● Prompt:
Set down the material below in full, matching it exactly.
◇ ◇ ◇ ◇
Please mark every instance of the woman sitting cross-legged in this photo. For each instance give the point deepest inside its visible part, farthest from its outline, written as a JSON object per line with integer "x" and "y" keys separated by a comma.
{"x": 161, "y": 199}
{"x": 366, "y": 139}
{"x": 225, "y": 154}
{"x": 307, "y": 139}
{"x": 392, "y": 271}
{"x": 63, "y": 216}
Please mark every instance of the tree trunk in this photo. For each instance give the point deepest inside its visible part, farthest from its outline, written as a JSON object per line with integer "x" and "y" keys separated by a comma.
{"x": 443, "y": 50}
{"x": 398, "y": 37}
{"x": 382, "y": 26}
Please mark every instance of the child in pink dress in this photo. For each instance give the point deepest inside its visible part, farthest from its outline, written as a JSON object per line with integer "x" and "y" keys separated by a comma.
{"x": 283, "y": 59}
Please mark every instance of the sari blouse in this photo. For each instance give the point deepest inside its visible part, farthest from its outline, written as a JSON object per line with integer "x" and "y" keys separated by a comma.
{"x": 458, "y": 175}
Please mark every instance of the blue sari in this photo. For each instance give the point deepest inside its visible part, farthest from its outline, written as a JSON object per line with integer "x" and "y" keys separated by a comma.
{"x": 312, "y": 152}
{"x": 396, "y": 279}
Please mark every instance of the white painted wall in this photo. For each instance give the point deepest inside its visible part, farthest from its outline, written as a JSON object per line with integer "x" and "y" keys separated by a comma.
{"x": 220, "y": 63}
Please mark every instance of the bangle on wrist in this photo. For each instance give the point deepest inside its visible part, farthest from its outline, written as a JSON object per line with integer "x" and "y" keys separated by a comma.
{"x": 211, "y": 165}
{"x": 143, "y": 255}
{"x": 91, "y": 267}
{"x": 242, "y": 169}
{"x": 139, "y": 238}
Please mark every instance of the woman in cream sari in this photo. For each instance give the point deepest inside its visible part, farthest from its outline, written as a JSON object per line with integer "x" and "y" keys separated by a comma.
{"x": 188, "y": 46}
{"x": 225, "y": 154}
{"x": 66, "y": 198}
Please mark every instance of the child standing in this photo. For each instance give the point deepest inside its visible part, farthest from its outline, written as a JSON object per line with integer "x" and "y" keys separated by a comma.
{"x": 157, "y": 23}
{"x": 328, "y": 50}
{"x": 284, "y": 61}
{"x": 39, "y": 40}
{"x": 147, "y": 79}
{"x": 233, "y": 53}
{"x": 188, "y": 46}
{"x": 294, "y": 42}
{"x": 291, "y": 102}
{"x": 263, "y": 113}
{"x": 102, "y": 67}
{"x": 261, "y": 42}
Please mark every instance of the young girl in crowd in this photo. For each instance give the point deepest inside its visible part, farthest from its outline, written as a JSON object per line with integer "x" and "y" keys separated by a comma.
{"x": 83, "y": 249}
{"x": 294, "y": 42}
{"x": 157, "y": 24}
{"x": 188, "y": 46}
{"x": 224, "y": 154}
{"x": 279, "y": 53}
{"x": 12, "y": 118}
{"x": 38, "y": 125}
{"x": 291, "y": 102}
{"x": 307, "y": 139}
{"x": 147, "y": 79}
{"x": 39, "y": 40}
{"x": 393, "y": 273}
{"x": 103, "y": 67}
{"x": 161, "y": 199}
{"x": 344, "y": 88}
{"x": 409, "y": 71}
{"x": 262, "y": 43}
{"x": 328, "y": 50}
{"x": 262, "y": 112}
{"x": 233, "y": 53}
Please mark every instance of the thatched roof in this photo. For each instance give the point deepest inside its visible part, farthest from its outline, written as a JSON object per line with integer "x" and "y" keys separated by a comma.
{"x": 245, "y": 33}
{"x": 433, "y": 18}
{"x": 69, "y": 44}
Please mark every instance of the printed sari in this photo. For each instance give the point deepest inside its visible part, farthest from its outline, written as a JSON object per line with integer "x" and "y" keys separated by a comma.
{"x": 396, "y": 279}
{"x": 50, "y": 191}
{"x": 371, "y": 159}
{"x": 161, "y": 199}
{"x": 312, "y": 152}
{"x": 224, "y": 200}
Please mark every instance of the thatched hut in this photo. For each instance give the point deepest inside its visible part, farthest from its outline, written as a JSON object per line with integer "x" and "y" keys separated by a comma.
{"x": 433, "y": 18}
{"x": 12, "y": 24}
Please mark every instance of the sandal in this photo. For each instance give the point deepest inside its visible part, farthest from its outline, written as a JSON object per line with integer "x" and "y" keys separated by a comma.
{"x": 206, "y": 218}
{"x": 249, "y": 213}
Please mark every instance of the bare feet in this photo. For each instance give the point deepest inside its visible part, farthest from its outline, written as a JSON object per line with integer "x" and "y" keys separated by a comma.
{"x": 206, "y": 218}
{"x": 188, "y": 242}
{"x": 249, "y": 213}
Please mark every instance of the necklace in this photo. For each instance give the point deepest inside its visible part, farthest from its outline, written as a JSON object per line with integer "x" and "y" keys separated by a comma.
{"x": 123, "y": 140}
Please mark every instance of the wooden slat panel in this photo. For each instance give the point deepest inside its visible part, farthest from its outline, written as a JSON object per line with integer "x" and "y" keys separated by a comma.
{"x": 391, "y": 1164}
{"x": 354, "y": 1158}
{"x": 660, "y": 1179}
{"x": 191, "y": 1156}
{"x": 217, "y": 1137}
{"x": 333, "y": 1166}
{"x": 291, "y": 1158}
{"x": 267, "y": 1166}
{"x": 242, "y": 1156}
◇ ◇ ◇ ◇
● Result for this exercise:
Please mark every instance of the woman sitting cross-legged in this photo. For each instance give the point deepest inside its visible part, farthest from its outline, written as a JSON object per line with integer "x" and "y" keys separated by a comma.
{"x": 161, "y": 199}
{"x": 366, "y": 139}
{"x": 225, "y": 154}
{"x": 307, "y": 139}
{"x": 392, "y": 271}
{"x": 63, "y": 216}
Please mark every instance of the tree trunk in this photo. For each instance give the point deepest inside its visible part, farthest from its outline, written as a JSON object per line with integer "x" and "y" keys separated by a comma.
{"x": 443, "y": 50}
{"x": 398, "y": 37}
{"x": 382, "y": 26}
Please mark every instance of the child in pink dress in this photo. For each instance give the point deepest inside its visible part, farthest from its outline, written as a JSON object per line with integer "x" and "y" keys separated by a comma.
{"x": 283, "y": 59}
Please mark every instance of the sari blouse in this photo. For each instance give the point deepest inside its visible part, farthest from its outline, written as a JSON object per line with integer "x" and "y" keys separated by a comma.
{"x": 458, "y": 175}
Please mark every instance of the blue sari in this photo. For each instance give the point deepest inside its visible part, farthest from its outline, written as a JSON object per line with integer "x" and "y" keys separated by a comma.
{"x": 312, "y": 152}
{"x": 396, "y": 279}
Please mark every instance of the white painted wall in this photo. For each instance give the point deepest inside its visible part, farthest from its outline, written as a JSON object per line with integer "x" and "y" keys separated by a comma.
{"x": 220, "y": 63}
Please mark every instance of the bangle on wrist in this photo. For each instance give the point deepest inside its visible part, farthest from its outline, written as a JSON object per line with integer "x" and "y" keys separated by a comma.
{"x": 211, "y": 165}
{"x": 143, "y": 255}
{"x": 91, "y": 267}
{"x": 242, "y": 169}
{"x": 139, "y": 238}
Please mark every instance of the woman in cream sari in this photo. For each instance give the point deepest inside its visible part, farthest from its outline, written as a JSON object per line with integer "x" and "y" keys separated by a comma.
{"x": 188, "y": 46}
{"x": 225, "y": 154}
{"x": 66, "y": 198}
Please mark every instance of the child standing in this photo. For each instance give the point deepest inside its visible part, farthest from its outline, written as a JSON object per line with integer "x" and "y" keys separated by a comma.
{"x": 157, "y": 23}
{"x": 328, "y": 50}
{"x": 284, "y": 61}
{"x": 39, "y": 40}
{"x": 147, "y": 79}
{"x": 233, "y": 53}
{"x": 188, "y": 46}
{"x": 294, "y": 42}
{"x": 291, "y": 102}
{"x": 263, "y": 113}
{"x": 102, "y": 67}
{"x": 261, "y": 42}
Please mark every instance of the young girl in crowd in this photo. For each instance give the point deepest inside its visible part, farthest from its outline, written as a JSON object per line with integer "x" and "y" keys separated by a comma.
{"x": 83, "y": 249}
{"x": 294, "y": 42}
{"x": 157, "y": 24}
{"x": 188, "y": 46}
{"x": 224, "y": 154}
{"x": 279, "y": 53}
{"x": 12, "y": 118}
{"x": 38, "y": 125}
{"x": 291, "y": 102}
{"x": 307, "y": 139}
{"x": 147, "y": 79}
{"x": 39, "y": 40}
{"x": 393, "y": 273}
{"x": 103, "y": 67}
{"x": 161, "y": 199}
{"x": 344, "y": 88}
{"x": 409, "y": 71}
{"x": 262, "y": 43}
{"x": 328, "y": 50}
{"x": 262, "y": 112}
{"x": 233, "y": 53}
Please mark every instance of the thatched roof in this photo. For each instance give the point deepest inside its visible part, farthest from its outline, written as a JSON object per line with integer "x" and "y" keys separated by a comma.
{"x": 245, "y": 33}
{"x": 433, "y": 18}
{"x": 69, "y": 44}
Please mark every instance of the printed sari in this photo. For each instance give the point deepest inside its visible part, farthest from its outline, written as a JSON object per line with integer "x" and "y" keys separated by a comma.
{"x": 396, "y": 279}
{"x": 50, "y": 191}
{"x": 371, "y": 159}
{"x": 161, "y": 199}
{"x": 312, "y": 152}
{"x": 224, "y": 200}
Please mark every instance of the thatched hut in this photo. For each instance give the point deepest inside its visible part, farthest from its outline, written as a JSON object per line with integer "x" and "y" keys separated by a comma.
{"x": 433, "y": 18}
{"x": 12, "y": 24}
Please mark every instance of the sandal in this photo. For each instance give the point deepest inside its visible part, farthest from its outline, written as a JSON object per line with integer "x" and "y" keys separated by a comma.
{"x": 206, "y": 218}
{"x": 249, "y": 213}
Please mark every instance of the bare feet in this photo. For each instance give the point deepest inside its visible part, farthest from its outline, written as a JSON object per line with integer "x" and "y" keys separated by a comma.
{"x": 206, "y": 218}
{"x": 188, "y": 242}
{"x": 249, "y": 213}
Please mark every instance of the necklace in this photo. For each instance give the point deepest inside its visible part, farthest from its outline, written as a JSON object per line with integer "x" and "y" keys separated by a comma.
{"x": 123, "y": 140}
Please mark every instance of the wooden slat panel in this photo. For each instance give the point deepest inside its visible part, farthest from its outline, written as a JSON object per line with integer "x" and "y" keys separated by a comma.
{"x": 391, "y": 1164}
{"x": 354, "y": 1158}
{"x": 660, "y": 1179}
{"x": 191, "y": 1156}
{"x": 217, "y": 1137}
{"x": 333, "y": 1166}
{"x": 291, "y": 1158}
{"x": 267, "y": 1166}
{"x": 242, "y": 1156}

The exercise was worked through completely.